Stored records:
-------

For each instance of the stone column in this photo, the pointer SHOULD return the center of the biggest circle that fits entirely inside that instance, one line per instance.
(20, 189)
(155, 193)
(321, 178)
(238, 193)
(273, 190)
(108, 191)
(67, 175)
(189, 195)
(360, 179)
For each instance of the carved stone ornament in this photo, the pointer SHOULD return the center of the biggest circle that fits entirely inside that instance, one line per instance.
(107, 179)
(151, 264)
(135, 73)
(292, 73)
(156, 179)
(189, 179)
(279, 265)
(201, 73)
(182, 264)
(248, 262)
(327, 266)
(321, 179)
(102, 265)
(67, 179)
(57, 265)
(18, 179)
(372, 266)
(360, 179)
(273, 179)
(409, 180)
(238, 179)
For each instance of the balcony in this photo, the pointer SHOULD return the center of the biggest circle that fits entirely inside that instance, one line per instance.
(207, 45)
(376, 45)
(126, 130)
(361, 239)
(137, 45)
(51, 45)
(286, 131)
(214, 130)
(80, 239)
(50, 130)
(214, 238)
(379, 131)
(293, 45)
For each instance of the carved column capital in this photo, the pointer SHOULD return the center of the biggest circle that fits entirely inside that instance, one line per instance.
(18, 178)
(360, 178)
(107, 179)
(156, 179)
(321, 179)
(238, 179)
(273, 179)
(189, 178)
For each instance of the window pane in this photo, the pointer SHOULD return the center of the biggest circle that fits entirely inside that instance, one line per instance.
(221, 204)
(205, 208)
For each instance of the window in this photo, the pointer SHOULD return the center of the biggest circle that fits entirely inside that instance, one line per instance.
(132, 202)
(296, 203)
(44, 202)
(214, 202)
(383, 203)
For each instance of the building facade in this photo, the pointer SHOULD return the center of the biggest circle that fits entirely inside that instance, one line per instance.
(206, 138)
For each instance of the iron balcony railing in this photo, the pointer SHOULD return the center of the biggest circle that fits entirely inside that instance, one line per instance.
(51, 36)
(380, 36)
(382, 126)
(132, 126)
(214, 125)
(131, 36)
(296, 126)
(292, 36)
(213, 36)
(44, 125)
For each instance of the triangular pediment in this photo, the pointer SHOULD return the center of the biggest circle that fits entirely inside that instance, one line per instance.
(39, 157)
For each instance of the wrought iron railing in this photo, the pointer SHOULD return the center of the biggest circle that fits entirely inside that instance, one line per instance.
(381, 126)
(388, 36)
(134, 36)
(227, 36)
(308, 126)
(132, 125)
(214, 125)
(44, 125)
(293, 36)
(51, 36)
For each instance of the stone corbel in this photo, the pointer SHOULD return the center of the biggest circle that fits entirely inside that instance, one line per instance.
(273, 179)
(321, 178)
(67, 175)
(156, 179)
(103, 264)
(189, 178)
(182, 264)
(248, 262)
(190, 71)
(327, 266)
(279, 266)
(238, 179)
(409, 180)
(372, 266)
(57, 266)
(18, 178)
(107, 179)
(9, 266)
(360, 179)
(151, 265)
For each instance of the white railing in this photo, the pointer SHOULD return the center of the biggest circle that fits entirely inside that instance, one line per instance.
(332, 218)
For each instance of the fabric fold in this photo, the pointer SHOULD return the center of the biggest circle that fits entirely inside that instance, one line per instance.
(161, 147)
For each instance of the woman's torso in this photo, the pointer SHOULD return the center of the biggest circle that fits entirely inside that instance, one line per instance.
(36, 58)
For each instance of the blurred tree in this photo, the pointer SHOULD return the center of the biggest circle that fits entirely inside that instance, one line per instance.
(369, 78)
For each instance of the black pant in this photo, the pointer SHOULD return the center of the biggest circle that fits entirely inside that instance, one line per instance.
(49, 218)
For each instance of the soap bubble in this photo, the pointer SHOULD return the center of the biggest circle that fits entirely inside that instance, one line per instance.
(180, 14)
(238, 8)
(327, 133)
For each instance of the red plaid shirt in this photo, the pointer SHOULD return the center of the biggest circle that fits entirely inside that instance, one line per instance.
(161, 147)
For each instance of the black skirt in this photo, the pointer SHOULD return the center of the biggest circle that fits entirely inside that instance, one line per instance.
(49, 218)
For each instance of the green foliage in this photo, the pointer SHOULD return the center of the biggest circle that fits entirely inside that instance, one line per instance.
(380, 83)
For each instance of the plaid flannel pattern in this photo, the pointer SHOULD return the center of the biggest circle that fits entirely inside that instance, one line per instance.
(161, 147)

-------

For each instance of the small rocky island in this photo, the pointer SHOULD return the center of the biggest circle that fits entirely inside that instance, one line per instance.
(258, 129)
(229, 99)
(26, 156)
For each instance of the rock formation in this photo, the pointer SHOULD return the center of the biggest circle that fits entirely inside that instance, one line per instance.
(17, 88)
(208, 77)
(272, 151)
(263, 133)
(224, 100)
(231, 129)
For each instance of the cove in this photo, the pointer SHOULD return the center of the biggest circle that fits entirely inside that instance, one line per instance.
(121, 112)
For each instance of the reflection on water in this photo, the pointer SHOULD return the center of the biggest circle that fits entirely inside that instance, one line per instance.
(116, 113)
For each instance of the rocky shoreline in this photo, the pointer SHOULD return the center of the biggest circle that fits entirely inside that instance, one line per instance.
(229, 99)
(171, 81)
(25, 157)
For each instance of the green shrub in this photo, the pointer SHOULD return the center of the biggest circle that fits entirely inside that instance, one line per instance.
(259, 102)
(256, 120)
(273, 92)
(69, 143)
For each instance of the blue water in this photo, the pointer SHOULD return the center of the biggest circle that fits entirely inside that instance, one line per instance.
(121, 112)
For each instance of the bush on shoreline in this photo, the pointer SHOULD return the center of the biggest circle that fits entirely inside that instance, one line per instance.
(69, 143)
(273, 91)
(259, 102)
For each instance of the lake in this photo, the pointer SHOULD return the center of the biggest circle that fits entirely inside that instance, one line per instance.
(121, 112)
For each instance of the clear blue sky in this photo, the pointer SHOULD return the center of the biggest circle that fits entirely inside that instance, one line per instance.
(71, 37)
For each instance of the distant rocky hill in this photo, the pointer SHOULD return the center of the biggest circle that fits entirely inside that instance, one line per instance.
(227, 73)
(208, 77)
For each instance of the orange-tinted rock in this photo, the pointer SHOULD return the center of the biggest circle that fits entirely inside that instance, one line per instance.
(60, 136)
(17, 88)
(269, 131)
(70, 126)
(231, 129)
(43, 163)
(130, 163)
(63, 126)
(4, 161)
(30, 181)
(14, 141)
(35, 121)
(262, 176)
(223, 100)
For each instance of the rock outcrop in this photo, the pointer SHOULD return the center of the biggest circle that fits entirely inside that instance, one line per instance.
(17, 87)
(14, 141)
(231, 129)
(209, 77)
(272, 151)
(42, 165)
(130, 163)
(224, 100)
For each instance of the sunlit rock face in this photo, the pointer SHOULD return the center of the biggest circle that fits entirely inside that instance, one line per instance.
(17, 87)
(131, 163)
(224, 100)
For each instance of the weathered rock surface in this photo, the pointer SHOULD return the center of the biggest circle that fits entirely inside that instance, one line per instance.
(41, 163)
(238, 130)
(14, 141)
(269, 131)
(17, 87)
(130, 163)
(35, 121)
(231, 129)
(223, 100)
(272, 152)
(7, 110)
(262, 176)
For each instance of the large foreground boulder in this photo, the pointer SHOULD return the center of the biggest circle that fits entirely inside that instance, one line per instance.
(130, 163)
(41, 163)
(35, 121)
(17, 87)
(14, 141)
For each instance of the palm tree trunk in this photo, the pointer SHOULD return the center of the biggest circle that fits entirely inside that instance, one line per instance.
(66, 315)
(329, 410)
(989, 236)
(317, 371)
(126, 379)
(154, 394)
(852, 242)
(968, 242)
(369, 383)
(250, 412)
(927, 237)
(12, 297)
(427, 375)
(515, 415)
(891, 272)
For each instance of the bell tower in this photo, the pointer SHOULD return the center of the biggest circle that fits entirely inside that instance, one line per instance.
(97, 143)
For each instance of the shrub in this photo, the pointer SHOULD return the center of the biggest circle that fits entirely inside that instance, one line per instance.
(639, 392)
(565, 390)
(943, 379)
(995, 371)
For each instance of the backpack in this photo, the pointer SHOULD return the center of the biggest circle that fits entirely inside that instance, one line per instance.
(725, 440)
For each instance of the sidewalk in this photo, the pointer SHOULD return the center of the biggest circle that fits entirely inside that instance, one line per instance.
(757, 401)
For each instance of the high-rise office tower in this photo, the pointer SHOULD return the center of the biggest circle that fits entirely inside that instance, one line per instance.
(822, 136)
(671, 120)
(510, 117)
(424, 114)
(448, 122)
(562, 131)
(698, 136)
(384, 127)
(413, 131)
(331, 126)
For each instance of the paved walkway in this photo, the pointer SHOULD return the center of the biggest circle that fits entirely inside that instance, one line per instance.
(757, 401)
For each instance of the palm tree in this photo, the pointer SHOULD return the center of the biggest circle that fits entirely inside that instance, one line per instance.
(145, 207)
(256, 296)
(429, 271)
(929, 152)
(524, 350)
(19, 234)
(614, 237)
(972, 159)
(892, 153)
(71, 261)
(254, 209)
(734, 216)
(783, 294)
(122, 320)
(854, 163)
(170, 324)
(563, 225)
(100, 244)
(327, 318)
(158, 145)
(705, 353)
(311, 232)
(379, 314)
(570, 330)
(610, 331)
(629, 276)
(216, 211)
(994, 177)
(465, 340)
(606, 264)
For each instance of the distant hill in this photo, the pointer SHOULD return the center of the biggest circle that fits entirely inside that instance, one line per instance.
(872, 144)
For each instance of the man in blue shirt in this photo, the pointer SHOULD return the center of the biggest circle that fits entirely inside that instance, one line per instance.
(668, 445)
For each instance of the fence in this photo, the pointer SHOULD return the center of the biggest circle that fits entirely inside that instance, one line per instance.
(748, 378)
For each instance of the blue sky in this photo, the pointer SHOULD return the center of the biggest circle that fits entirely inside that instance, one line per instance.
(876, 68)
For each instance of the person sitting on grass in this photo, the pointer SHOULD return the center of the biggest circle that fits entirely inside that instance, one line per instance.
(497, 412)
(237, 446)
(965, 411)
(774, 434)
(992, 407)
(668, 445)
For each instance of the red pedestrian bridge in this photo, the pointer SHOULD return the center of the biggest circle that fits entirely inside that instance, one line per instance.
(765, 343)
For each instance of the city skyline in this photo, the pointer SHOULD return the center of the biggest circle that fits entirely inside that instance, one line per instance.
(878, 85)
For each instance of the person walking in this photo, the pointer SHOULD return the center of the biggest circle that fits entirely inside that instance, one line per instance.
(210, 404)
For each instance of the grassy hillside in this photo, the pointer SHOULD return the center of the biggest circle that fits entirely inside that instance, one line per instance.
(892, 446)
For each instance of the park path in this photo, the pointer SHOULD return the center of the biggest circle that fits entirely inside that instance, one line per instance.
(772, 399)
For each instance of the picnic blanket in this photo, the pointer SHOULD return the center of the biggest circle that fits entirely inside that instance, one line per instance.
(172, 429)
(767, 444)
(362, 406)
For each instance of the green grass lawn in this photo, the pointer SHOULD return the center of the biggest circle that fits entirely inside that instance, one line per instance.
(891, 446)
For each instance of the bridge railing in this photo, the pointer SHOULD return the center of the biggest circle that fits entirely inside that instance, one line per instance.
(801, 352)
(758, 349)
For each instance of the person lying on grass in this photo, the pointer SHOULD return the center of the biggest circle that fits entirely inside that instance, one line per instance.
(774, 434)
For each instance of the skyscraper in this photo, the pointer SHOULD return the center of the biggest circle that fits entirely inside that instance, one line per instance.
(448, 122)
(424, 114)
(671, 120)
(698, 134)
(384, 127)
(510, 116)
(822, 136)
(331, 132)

-------

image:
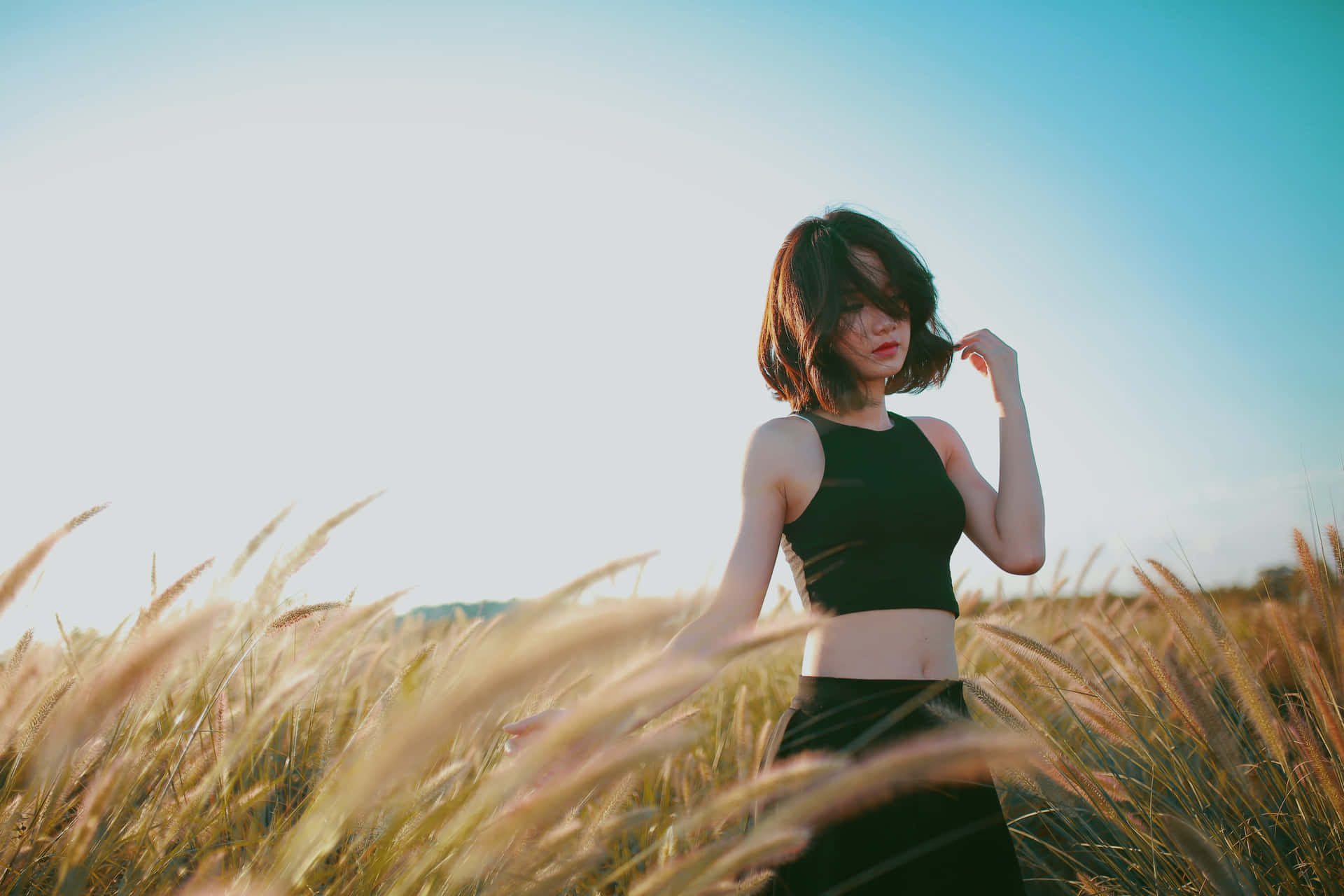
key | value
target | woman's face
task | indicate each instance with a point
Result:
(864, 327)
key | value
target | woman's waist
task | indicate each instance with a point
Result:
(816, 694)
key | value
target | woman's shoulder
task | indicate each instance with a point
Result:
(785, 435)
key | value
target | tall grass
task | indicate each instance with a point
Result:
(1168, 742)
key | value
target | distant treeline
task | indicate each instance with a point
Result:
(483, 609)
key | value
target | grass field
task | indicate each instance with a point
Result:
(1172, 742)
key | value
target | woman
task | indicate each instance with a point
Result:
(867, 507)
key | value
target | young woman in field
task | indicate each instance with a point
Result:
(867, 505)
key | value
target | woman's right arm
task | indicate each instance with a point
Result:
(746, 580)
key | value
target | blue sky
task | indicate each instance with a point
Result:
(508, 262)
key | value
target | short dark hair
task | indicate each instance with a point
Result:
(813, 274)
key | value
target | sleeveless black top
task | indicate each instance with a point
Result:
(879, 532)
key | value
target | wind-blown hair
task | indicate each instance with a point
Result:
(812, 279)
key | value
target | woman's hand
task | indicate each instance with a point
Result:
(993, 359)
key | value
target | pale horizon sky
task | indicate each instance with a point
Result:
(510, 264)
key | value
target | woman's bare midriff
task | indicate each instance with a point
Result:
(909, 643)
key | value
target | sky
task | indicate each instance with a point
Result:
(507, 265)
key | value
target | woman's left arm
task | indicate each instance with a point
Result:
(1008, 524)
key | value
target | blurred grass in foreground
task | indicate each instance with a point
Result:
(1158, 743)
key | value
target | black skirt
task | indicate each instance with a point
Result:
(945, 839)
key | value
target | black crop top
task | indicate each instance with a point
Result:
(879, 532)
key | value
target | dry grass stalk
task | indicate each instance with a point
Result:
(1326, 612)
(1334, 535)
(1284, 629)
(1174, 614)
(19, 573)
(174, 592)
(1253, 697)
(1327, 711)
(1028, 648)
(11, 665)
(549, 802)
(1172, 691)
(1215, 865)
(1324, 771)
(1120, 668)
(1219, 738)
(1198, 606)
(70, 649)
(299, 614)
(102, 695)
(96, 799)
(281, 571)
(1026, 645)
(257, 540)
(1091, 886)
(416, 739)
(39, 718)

-------

#### [Your goal]
Which lines above include the word "field"? Pick them out and copy them.

#### [Exercise result]
target | grass field
target | young woman in field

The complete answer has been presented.